* **TRY IT**
For each entry that follows, produce an exact copy.

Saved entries
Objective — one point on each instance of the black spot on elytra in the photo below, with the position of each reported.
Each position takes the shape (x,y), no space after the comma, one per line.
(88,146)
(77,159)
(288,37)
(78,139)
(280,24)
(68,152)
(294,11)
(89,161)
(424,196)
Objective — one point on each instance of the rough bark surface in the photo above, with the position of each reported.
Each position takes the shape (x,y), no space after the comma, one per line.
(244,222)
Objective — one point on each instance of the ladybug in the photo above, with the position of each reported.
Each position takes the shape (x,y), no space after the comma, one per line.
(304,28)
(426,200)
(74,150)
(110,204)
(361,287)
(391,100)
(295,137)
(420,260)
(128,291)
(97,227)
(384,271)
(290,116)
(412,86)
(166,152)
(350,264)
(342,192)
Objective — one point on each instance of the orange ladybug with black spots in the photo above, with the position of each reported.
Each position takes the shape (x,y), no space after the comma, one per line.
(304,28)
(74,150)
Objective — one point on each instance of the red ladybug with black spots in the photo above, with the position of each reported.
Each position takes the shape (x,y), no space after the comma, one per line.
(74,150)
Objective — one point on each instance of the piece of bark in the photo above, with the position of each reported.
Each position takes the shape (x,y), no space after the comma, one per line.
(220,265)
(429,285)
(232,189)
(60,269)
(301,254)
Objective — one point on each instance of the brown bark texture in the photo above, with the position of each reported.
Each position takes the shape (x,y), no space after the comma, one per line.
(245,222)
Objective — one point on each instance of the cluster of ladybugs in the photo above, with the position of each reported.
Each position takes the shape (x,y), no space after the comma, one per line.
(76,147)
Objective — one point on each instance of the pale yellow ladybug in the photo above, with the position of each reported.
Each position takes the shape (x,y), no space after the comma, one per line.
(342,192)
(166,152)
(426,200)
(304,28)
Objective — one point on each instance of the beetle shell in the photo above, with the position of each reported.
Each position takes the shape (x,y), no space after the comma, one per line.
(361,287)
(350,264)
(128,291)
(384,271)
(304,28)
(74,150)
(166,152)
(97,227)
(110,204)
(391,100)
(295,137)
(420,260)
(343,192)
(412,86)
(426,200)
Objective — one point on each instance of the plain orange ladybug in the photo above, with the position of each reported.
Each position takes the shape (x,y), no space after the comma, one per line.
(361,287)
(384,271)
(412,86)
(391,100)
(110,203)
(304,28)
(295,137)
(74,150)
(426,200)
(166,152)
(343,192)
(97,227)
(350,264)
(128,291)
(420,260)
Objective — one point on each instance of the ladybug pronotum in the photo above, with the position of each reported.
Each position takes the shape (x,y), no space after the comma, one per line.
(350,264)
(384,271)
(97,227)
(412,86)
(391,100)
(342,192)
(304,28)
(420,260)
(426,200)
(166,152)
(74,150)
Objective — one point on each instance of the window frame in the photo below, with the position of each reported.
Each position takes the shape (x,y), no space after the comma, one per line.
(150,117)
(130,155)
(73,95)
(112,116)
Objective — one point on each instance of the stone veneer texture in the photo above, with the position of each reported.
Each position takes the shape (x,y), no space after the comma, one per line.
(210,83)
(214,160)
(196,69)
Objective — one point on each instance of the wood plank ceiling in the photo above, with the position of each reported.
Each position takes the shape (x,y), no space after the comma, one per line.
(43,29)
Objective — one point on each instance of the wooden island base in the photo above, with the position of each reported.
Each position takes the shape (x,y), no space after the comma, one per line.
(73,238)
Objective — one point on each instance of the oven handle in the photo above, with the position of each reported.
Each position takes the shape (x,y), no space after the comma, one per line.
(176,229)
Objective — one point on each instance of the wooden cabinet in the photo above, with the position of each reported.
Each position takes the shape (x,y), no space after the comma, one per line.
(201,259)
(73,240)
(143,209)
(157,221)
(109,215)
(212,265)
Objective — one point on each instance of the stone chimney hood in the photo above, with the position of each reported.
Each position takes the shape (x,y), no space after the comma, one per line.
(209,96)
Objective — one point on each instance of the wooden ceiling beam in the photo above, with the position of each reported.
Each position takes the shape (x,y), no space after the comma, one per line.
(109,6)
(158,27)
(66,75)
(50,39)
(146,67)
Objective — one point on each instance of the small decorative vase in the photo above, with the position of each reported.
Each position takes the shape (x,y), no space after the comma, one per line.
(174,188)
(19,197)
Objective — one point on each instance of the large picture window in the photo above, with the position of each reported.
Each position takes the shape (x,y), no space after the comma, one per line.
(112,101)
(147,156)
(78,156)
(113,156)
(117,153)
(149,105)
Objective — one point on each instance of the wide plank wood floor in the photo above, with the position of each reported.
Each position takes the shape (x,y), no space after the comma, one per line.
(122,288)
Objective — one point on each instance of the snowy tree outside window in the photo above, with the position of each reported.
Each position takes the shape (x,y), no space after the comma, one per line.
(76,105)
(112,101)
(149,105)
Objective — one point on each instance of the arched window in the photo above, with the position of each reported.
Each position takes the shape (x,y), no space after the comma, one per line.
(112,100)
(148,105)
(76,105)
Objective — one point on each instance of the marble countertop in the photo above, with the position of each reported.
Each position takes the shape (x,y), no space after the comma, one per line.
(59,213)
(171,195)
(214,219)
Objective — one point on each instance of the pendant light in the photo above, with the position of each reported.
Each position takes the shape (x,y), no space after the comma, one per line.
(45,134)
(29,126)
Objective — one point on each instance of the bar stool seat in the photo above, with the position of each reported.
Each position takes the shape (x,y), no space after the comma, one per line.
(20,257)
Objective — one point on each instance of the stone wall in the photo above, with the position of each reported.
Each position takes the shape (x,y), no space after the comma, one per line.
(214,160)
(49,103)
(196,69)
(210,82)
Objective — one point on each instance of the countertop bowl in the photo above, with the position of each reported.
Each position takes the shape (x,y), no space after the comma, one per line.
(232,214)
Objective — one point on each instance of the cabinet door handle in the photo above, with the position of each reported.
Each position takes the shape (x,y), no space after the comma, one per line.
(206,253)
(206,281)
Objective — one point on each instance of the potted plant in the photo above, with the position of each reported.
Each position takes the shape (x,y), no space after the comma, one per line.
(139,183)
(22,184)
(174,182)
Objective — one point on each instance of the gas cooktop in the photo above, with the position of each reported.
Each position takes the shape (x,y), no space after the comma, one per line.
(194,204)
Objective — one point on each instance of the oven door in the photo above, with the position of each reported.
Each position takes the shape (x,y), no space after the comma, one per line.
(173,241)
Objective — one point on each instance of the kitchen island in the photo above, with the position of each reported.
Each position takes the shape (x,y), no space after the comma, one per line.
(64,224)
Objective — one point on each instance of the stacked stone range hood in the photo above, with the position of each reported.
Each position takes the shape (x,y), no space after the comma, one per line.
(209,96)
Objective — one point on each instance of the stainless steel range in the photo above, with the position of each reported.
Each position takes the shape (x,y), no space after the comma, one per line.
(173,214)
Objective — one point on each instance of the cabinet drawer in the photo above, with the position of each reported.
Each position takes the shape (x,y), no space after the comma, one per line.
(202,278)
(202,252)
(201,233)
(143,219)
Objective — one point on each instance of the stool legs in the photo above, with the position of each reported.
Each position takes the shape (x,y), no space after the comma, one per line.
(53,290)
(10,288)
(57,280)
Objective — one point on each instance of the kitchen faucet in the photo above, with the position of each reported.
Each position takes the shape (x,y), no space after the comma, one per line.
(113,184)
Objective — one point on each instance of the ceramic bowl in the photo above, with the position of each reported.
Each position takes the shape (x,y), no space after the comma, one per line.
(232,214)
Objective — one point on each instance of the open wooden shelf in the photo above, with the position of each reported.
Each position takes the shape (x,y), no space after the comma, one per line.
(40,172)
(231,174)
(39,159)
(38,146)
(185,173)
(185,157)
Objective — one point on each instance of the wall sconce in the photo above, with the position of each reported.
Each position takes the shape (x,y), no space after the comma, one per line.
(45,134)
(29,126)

* **WRITTEN RESPONSE**
Objective — one point on each instance of the black spot on elytra in the photo below, with the position of each reported.
Each position takes the shape (x,y), no space after the comma, one per line.
(88,146)
(77,159)
(288,37)
(78,139)
(280,24)
(68,152)
(294,11)
(89,161)
(424,196)
Objective — one point on each instance of the rough bark surface in the photo above, with the position of each reported.
Each position takes the shape (x,y), no space after the comma, one per line.
(244,222)
Objective — one point on each instance of the ladybug in the photo above, with the position of each reported.
Each position takes the shape (x,y), no space after the comma, one per line.
(304,28)
(426,200)
(74,150)
(110,204)
(361,287)
(391,100)
(295,137)
(420,260)
(128,291)
(97,227)
(384,271)
(290,116)
(412,86)
(166,152)
(350,264)
(342,192)
Objective — one point on each instance of the orange ladybug with black spots in the photo above, with the position of each reported.
Each position takes the shape (x,y), no space after the comma, one per line.
(304,28)
(74,150)
Objective — one point on each instance of the red ladybug with black spots in the photo above, with the position of each reported.
Each position takes the shape (x,y), no space after the comma, one per line.
(74,150)
Objective — one point on each instance of the piece of bark in the photo above, with the position of each reported.
Each position takes the shape (x,y), no space after the comma, one per line.
(220,265)
(429,285)
(232,189)
(60,269)
(301,254)
Objective — one point on each instance of the brown bark texture in the photo above, with the position of each reported.
Each position takes the shape (x,y), no space after the comma, one per line.
(245,222)
Objective — one point on each instance of the cluster of ladybugs in the photo above, with the position of each reported.
Each position takes the shape (x,y), no space after the comma, one per line.
(76,147)
Objective — one point on each instance of the pale yellow ladybug in the photo above, with the position of each reported.
Each position takes the shape (x,y), no space after the comma, one per line.
(342,192)
(166,152)
(426,200)
(304,28)
Objective — one point on each instance of the beetle shell in the photo above, with the position of each reported.
Each position takes the shape (x,y), no space after the comma, one per line.
(361,287)
(350,264)
(128,291)
(384,271)
(304,28)
(74,150)
(166,152)
(97,227)
(110,204)
(391,100)
(295,137)
(420,260)
(343,192)
(412,86)
(426,200)
Objective — one point on each instance of the plain orange ladybug in the photo above, with the position of each reported.
Each position takes the shape (x,y), no space after the comma, one per line.
(361,287)
(384,271)
(412,86)
(391,100)
(110,203)
(304,28)
(295,137)
(74,150)
(426,200)
(166,152)
(343,192)
(97,227)
(350,264)
(128,291)
(420,260)
Objective — one point on each instance of the ladybug pronotum in the photo above, with the position of each reported.
Each position takes the shape (x,y), no space after the comma, one per line.
(350,264)
(384,271)
(97,227)
(412,86)
(391,100)
(342,192)
(304,28)
(420,260)
(426,200)
(166,152)
(74,150)
Objective — one point on each instance of the window frame in the photo below, with the position of each reported.
Each position takes the shape (x,y), no space after the comma, one per line.
(150,117)
(130,155)
(73,95)
(112,116)
Objective — one point on each instance of the stone veneer texture in the photo above, with the position of each reported.
Each position takes the shape (x,y), no space after the comma, one per line.
(210,83)
(214,160)
(196,69)
Objective — one point on each instance of the wood plank ceiling in the photo above, with the position of each reported.
Each position takes the shape (x,y), no space after the comma, one per line.
(43,29)
Objective — one point on each instance of the wooden island base in the photo above, with the position of each reported.
Each position takes the shape (x,y), no space after the comma, one per line.
(73,238)
Objective — one point on each instance of the oven handle in the photo above, with the position of each reported.
Each position takes the shape (x,y), no space after the comma, one per line.
(176,229)
Objective — one point on each instance of the wooden cabinet in the photo above, with the position of each reported.
Each position takes the shape (x,y), no space after the comma, one per line.
(201,259)
(73,240)
(143,209)
(157,221)
(109,215)
(212,265)
Objective — one point on each instance of the stone chimney hood in the photo above, with the position of each reported.
Each position takes the shape (x,y), no space after the comma, one per line.
(209,96)
Objective — one point on each instance of the wooden ceiling beam in the photo above, with the position of each reported.
Each position takes the shape (x,y), no space after the comma, one per line.
(109,6)
(158,27)
(66,75)
(50,39)
(146,67)
Objective — one point on each instance of the small decorative vase in the photo above, with the position of each reported.
Each position takes the shape (x,y), no space after the comma, one per line.
(174,188)
(19,197)
Objective — one point on each instance of the large picture window in the photo above, with the position of each reported.
Each position takes the shape (x,y), no space after the comma, one per line.
(112,101)
(147,156)
(78,156)
(113,156)
(117,153)
(149,105)
Objective — one point on each instance of the wide plank wood floor in the photo above, with the position of each reported.
Each position takes the shape (x,y), no space after the comma, one per line.
(122,288)
Objective — one point on each instance of the snowy tree outside window in the photo above, with the position of each reported.
Each position takes the shape (x,y), no space after the comma, one per line.
(76,105)
(112,101)
(149,105)
Objective — one point on each instance of the arched window in the photo above, with the position of each reported.
Each position takes the shape (x,y), no space after the comma, one per line.
(112,100)
(148,105)
(76,105)
Objective — one point on each instance of the marble countertop in the photo above, with the position of each reported.
Each position takes the shape (x,y), no space after the comma, one per line.
(59,213)
(171,195)
(214,219)
Objective — one point on each instance of the pendant light in the photo above, with the position of each reported.
Each position takes the shape (x,y), no space after the comma, one per line.
(45,134)
(29,126)
Objective — one point on each instance of the bar stool seat in the photo above, with the position of each reported.
Each position takes the shape (x,y), no space after the comma, one per line.
(20,257)
Objective — one point on each instance of the stone wall in the photo above, with the position of each reported.
Each position takes the shape (x,y), no space after the comma, one per line.
(214,160)
(49,103)
(196,69)
(210,82)
Objective — one point on each instance of the countertop bowl in the photo above, with the position of each reported.
Each position takes the shape (x,y), no space after the comma, one per line.
(232,214)
Objective — one point on each instance of the cabinet door handle in the photo above, with the position of each reported.
Each position takes the shape (x,y), no space after the comma, one per line.
(206,253)
(206,281)
Objective — one point on each instance of the potted plant in the photo above, with the position of each reported.
Each position takes the shape (x,y), no space after the comma, one per line.
(139,183)
(22,184)
(174,182)
Objective — one point on each instance of the gas cooktop in the photo above, with the position of each reported.
Each position takes the shape (x,y), no space after the comma, one per line.
(194,204)
Objective — one point on each instance of the oven door in the photo above, with the position of each reported.
Each position takes the shape (x,y), no space after the comma, one per line.
(173,241)
Objective — one point on each instance of the kitchen island in the photo above, with the position of each reported.
Each position takes the shape (x,y), no space after the comma, one per line.
(64,224)
Objective — one point on each instance of the stacked stone range hood in the photo above, with the position of each reported.
Each position takes the shape (x,y), no space after the comma, one per line.
(209,96)
Objective — one point on each instance of the stainless steel range in the photo above, with the position of each reported.
Each position takes the shape (x,y), no space after the comma, one per line.
(173,214)
Objective — one point on each instance of the cabinet drawer in the photo above, with the position of each reported.
Each position takes the shape (x,y), no space after the comma, one per line.
(202,278)
(202,252)
(201,233)
(143,219)
Objective — one point on each instance of the stool legs in the photo above, with the position of each reported.
Each position takes the shape (x,y), no space after the comma, one per line.
(53,290)
(10,288)
(57,280)
Objective — one point on each instance of the kitchen faucet in the photo above, with the position of each reported.
Each position takes the shape (x,y), no space after the comma, one per line.
(113,184)
Objective — one point on each instance of the ceramic bowl in the photo above, with the position of each reported.
Each position takes the shape (x,y), no space after the comma, one per line.
(232,214)
Objective — one point on each instance of the open wooden shelf in the photo above, with the position of each reported.
Each position takes the shape (x,y), no space after the comma, one per line.
(40,172)
(231,174)
(39,159)
(38,146)
(185,173)
(185,157)
Objective — one point on each instance of the wall sconce in the photo above, with the position of each reported.
Each position takes the shape (x,y), no space after the comma, one per line.
(45,134)
(29,126)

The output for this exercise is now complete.